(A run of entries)

***

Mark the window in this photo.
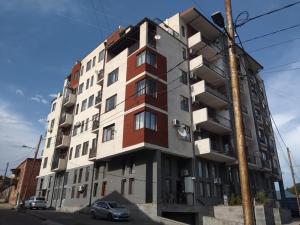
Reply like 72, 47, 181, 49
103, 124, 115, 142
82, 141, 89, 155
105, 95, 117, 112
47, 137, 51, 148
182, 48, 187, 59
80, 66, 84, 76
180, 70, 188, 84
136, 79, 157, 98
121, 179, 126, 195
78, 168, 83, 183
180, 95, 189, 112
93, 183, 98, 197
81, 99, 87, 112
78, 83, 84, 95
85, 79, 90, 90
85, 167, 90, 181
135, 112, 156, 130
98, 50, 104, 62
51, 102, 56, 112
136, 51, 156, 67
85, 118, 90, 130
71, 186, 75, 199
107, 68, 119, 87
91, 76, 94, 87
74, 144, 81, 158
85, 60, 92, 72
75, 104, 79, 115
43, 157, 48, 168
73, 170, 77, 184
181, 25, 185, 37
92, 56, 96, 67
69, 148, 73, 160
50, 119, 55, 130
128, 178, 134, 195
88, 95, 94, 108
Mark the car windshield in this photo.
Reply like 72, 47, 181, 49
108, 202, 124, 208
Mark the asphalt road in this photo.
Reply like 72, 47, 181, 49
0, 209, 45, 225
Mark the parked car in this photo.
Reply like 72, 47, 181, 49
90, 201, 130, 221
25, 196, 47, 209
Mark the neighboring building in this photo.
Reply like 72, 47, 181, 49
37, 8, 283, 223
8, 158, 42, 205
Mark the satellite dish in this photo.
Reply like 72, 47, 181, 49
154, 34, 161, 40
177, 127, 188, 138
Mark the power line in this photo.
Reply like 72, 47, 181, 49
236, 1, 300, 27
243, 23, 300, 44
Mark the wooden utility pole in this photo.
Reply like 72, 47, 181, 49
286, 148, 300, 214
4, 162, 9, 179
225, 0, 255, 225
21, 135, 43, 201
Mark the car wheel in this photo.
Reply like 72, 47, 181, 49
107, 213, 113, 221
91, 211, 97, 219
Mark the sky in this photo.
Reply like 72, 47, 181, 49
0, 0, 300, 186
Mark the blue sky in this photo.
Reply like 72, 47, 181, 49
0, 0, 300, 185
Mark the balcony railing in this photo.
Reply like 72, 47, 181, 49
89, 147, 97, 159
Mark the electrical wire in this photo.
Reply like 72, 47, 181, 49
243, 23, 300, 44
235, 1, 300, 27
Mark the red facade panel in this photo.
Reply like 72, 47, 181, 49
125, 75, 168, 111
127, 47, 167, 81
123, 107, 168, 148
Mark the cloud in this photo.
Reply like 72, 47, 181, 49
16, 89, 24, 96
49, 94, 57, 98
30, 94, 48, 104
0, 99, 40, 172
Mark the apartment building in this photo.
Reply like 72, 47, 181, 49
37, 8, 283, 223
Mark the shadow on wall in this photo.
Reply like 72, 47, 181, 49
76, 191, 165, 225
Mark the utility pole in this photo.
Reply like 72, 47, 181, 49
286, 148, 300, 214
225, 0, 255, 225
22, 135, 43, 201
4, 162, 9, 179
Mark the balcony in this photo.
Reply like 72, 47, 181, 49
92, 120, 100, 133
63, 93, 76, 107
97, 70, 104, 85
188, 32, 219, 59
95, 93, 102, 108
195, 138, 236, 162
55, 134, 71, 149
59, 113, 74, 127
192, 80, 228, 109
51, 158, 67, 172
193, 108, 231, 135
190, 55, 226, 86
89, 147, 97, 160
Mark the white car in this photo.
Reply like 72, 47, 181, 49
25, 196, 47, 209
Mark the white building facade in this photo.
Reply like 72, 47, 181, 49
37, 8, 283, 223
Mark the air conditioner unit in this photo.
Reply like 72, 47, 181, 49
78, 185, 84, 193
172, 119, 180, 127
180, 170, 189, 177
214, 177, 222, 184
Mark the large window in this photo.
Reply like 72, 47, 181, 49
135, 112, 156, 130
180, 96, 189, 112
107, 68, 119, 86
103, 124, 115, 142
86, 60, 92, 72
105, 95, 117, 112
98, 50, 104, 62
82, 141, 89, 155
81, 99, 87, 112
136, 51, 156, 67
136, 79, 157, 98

***

Required work: Copy out all the entries above, replacing "Reply" with "Answer" and keeping everything else the same. Leave out the picture.

Final result:
Mark the window in this photo.
Answer like 72, 47, 181, 49
103, 124, 115, 142
82, 141, 89, 155
105, 95, 117, 112
47, 137, 51, 148
182, 48, 187, 59
80, 66, 84, 76
180, 70, 188, 84
136, 79, 157, 98
121, 179, 126, 195
78, 168, 83, 183
180, 95, 189, 112
93, 183, 98, 197
81, 99, 87, 112
78, 83, 84, 95
85, 79, 90, 90
85, 167, 90, 181
135, 112, 156, 130
98, 50, 104, 62
51, 102, 56, 112
136, 51, 156, 67
85, 118, 90, 130
71, 186, 75, 199
107, 68, 119, 87
91, 76, 94, 87
74, 144, 81, 158
85, 60, 92, 72
75, 104, 79, 115
43, 157, 48, 168
73, 170, 77, 184
181, 25, 185, 37
92, 56, 96, 67
69, 148, 73, 160
50, 119, 55, 130
128, 178, 134, 195
88, 95, 94, 108
Mark the car windshield in this photo.
Answer like 72, 47, 181, 49
108, 202, 124, 208
Mark the asphalt road in this photo.
Answer like 72, 47, 181, 49
0, 209, 45, 225
Mark the parked car in this photo.
Answer like 72, 47, 181, 49
90, 201, 130, 221
25, 196, 47, 209
Mark the neighboring building in this photo.
Answer like 72, 47, 181, 49
37, 8, 283, 223
8, 158, 42, 205
Mark the satellite dish in this photo.
Answer like 72, 47, 181, 49
154, 34, 161, 40
177, 127, 188, 138
Mark the power line in this photo.
Answer like 72, 47, 181, 49
236, 1, 300, 27
243, 23, 300, 44
Mark the wooden utility pole in this photo.
Answer like 72, 47, 181, 49
286, 148, 300, 214
4, 162, 9, 179
225, 0, 255, 225
21, 135, 43, 201
Mark the car wheel in this photo.
Answer like 72, 47, 181, 49
107, 213, 113, 221
91, 211, 97, 219
Mark the sky in this photo.
Answer like 72, 47, 181, 49
0, 0, 300, 186
Mark the blue sky in this photo.
Answer like 72, 47, 181, 49
0, 0, 300, 185
Mark the balcony railing in this photo.
Answer like 72, 47, 181, 49
89, 147, 97, 159
Mark the electrical wire in this photo.
Answer like 72, 47, 181, 49
243, 23, 300, 44
235, 1, 300, 27
Mark the red facade panel in this photo.
Answer like 72, 47, 181, 49
125, 75, 168, 111
127, 47, 167, 81
123, 107, 168, 148
Mark the cloud in this photo.
Answer like 72, 47, 181, 49
16, 89, 24, 96
49, 94, 57, 98
30, 94, 48, 104
0, 99, 40, 172
Mark the apartment building in this photo.
Answer like 72, 47, 181, 49
37, 8, 283, 223
Mark the shadow on wall in this photo.
Answer like 72, 47, 181, 49
76, 191, 165, 225
Mark the utility pole in this photo.
Answer like 72, 47, 181, 49
286, 148, 300, 214
225, 0, 255, 225
22, 135, 43, 201
4, 162, 9, 179
Mark the balcony in this photo.
Answer like 72, 47, 181, 49
92, 120, 100, 133
63, 93, 76, 107
97, 70, 104, 85
188, 32, 219, 59
95, 93, 102, 108
195, 138, 236, 162
55, 134, 71, 149
59, 113, 74, 127
192, 80, 228, 109
51, 158, 67, 172
193, 108, 231, 135
190, 55, 226, 86
89, 147, 97, 160
Mark the white car in this photo.
Answer like 72, 47, 181, 49
25, 196, 47, 209
Mark the white building facade in this photo.
Answer like 72, 47, 181, 49
37, 8, 283, 223
Mark the air conditioner unit in this photo.
Answer like 72, 47, 181, 49
78, 185, 84, 193
172, 119, 180, 127
180, 170, 189, 177
214, 177, 222, 184
Mark the large window in this photo.
Answer like 72, 47, 181, 49
135, 112, 156, 130
180, 96, 189, 112
107, 68, 119, 86
103, 124, 115, 142
86, 60, 92, 72
105, 95, 117, 112
98, 50, 104, 62
82, 141, 89, 155
81, 99, 87, 112
136, 51, 156, 67
136, 79, 157, 98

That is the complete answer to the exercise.